■ **Aim of the exercise**
Line by line, the entries below are to be reproduced unaltered.

■ **Data**

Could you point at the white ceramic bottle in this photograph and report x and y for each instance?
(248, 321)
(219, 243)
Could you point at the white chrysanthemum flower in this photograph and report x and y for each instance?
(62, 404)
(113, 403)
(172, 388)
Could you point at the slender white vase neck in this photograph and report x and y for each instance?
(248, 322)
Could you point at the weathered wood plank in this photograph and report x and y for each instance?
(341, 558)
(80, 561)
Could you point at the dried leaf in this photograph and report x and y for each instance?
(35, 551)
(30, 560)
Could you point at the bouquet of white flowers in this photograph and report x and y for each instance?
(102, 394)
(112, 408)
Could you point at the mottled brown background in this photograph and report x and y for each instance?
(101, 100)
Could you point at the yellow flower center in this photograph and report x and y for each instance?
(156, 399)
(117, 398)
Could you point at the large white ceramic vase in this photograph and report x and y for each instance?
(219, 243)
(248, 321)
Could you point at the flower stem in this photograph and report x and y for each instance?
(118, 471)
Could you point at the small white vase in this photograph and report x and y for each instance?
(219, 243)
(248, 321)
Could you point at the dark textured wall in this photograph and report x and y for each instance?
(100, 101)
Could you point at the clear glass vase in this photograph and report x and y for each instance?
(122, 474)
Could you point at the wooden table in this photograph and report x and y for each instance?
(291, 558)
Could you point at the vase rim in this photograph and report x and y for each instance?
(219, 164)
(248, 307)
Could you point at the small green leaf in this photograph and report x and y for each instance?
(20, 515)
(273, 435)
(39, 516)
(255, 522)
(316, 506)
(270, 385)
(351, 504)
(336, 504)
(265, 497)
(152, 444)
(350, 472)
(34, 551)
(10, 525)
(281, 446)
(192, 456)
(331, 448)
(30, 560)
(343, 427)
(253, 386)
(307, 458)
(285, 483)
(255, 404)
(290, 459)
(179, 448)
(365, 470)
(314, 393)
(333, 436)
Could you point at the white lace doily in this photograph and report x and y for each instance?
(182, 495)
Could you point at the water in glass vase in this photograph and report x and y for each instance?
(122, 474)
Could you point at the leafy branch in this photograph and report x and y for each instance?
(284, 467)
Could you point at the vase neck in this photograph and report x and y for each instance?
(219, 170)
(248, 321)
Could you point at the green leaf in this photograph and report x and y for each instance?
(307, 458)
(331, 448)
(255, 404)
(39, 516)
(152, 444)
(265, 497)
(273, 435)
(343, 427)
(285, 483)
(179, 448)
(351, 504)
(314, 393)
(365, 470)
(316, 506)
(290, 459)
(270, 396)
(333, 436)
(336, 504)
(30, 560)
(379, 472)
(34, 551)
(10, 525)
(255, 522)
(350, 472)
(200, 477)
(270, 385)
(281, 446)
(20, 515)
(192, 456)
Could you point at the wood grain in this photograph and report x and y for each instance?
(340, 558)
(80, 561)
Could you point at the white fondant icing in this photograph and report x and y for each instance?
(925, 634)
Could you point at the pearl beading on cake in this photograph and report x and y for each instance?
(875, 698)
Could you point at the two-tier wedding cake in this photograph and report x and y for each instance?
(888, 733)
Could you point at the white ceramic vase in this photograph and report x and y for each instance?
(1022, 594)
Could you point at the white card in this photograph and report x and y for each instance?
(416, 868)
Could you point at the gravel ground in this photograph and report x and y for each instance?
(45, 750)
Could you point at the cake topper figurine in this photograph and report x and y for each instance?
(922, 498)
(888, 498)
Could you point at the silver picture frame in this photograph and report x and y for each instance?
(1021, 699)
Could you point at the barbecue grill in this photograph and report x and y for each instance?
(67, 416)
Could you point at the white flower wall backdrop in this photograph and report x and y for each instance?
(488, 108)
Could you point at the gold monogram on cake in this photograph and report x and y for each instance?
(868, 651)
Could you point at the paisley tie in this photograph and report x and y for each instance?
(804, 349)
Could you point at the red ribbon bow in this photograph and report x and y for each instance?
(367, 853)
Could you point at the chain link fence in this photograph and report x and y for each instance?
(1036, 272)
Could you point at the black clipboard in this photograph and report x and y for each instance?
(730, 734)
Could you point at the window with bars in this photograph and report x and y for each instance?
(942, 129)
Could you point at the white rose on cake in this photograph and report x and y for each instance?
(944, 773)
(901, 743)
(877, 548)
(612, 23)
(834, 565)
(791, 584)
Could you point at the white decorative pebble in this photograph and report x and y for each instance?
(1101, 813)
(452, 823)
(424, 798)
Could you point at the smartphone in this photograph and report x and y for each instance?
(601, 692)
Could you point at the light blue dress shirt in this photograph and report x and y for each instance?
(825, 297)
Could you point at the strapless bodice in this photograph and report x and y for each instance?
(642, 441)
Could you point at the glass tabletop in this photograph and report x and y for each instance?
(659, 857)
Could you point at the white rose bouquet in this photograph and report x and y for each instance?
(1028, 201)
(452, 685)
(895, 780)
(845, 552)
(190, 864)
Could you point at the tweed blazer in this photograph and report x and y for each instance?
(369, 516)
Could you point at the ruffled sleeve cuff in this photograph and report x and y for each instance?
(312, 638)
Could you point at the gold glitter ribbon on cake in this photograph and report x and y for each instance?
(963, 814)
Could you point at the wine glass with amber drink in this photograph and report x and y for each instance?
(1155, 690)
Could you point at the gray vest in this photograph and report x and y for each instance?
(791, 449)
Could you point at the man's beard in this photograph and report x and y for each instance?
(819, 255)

■ **Response area**
Could you point at the white ceramic bottle in this photograph and report x and y for each instance?
(248, 321)
(219, 243)
Could you point at the white chrysanthemum flower in this photograph and report x and y for each instance?
(62, 404)
(113, 403)
(172, 388)
Could you point at the slender white vase neck in this photograph and report x and y for each instance?
(248, 322)
Could you point at the weathered wood plank in this photograph and report x and y for each instance?
(341, 558)
(80, 561)
Could you point at the dried leaf in this photograph and report x and y for each instance?
(35, 551)
(30, 560)
Could you point at the bouquet of white flowers in this photograph and report x and y for each instance?
(102, 394)
(112, 408)
Could you point at the mottled brown background in this photograph and report x and y for each instance?
(101, 100)
Could you point at the yellow flower center in this photograph and report x and y for each instance?
(156, 399)
(117, 398)
Could you point at the large white ceramic vase in this photograph and report x and y for each instance?
(219, 243)
(248, 321)
Could you point at the flower stem in this photograph and report x and y for each instance?
(118, 471)
Could you point at the small white vase in this photograph and report x and y for each instance?
(219, 243)
(248, 321)
Could you point at the dark textured wall in this photograph and report x and y for each instance?
(100, 101)
Could you point at the clear glass vase in this photograph and report x and y for each instance?
(122, 474)
Could you point at the wooden table in this photograph and report x and y for each instance?
(291, 558)
Could you point at the vase rim in this photograph and report x and y for each instance?
(219, 164)
(248, 307)
Could you point at the small green leaf in this photograph and report x and y for each instance?
(20, 515)
(273, 435)
(39, 516)
(255, 522)
(316, 506)
(270, 385)
(351, 504)
(336, 504)
(265, 497)
(152, 444)
(350, 472)
(34, 551)
(10, 525)
(281, 446)
(192, 456)
(331, 448)
(30, 560)
(343, 427)
(253, 386)
(307, 458)
(285, 483)
(255, 404)
(290, 459)
(179, 448)
(365, 470)
(314, 393)
(333, 436)
Could you point at the white lace doily in this photograph and report x and y for each instance?
(182, 495)
Could you point at the water in glass vase in this photograph and report x and y for each instance?
(122, 474)
Could you point at the leafy branch in this photograph and report x and y for each instance?
(284, 467)
Could you point at the vase neck in this photograph and report x and y for each instance?
(219, 170)
(248, 321)
Could you point at the green leaf in this photograph and report x and y for each instance?
(307, 458)
(331, 448)
(255, 404)
(39, 516)
(152, 444)
(265, 497)
(273, 435)
(343, 427)
(285, 483)
(179, 448)
(351, 504)
(314, 393)
(365, 470)
(316, 506)
(290, 459)
(270, 396)
(333, 436)
(336, 504)
(30, 560)
(379, 472)
(34, 551)
(10, 525)
(255, 522)
(350, 472)
(200, 477)
(270, 385)
(281, 446)
(20, 515)
(192, 456)
Could you point at the wood grain in this photograph and report x and y for each instance?
(340, 558)
(80, 561)
Could you point at the white fondant icing in this photograph and report x and y for each instance?
(925, 634)
Could you point at the pearl beading on cake in this photograph and report x and y for each instance?
(875, 698)
Could you point at the two-tier wedding cake in this photograph and report x and y for each instance?
(888, 733)
Could you point at the white ceramic vase in this photograph and report x and y for each instance?
(1022, 594)
Could you point at the white card in this photograph and report x and y for each instance?
(416, 868)
Could you point at the gravel ground in this photograph and report x and y for each instance?
(45, 750)
Could you point at the cake topper figurine in this photograph and report x and y for each instance?
(922, 498)
(888, 498)
Could you point at the silver picture frame in this photograph and report x and y for each instance?
(1021, 699)
Could you point at the barbecue grill in this photograph and report x and y for each instance?
(67, 416)
Could you point at the white flower wall backdrop in this photograph and report x and y for each instance?
(488, 108)
Could you point at the gold monogram on cake in this photograph and report x and y for each instance?
(868, 651)
Could you point at the paisley tie in this photograph and report x and y for each instance?
(804, 349)
Could you point at the red ribbon bow in this photograph and report x and y for each instance?
(367, 853)
Could you point at the chain link fence in this photograph and report x and y for each instance?
(1036, 272)
Could you point at the black clipboard in this photograph and report x and y for each instance?
(730, 734)
Could you point at the window with bars in this photograph and report x and y for each instance?
(942, 129)
Could you point at the white rose on cake in this photograph and report x and y for each instance?
(944, 773)
(901, 743)
(877, 548)
(612, 23)
(834, 565)
(791, 584)
Could you point at the white decorative pebble in this photograph and report x and y for each instance?
(1101, 813)
(452, 823)
(424, 798)
Could you point at the smartphone in this photograph and report x and y for each instance?
(601, 692)
Could you point at the light blue dress shirt in this photograph and report x and y for each instance?
(825, 297)
Could you point at the strapless bodice in this photograph and report x and y for each instance?
(642, 441)
Could you point at the glass tabletop in this photograph and report x and y for each instance?
(659, 857)
Could you point at the white rose bouquet in this photograph and report x and y for each instance?
(1028, 201)
(452, 685)
(895, 780)
(845, 552)
(190, 864)
Could you point at the tweed blazer in this photograph and report x and y for each instance?
(369, 516)
Could you point at the ruffled sleeve cuff in this photograph and report x and y for each instance?
(312, 638)
Could you point at the gold glitter ribbon on cake in this photograph and report x and y for each instance?
(963, 814)
Could you point at the wine glass with amber drink in this photograph and report x and y for each instance?
(1155, 690)
Could you point at the gray vest in this photograph and report x and y for each instance?
(791, 449)
Could you point at the man's beard in this photograph and report x and y for each instance?
(819, 255)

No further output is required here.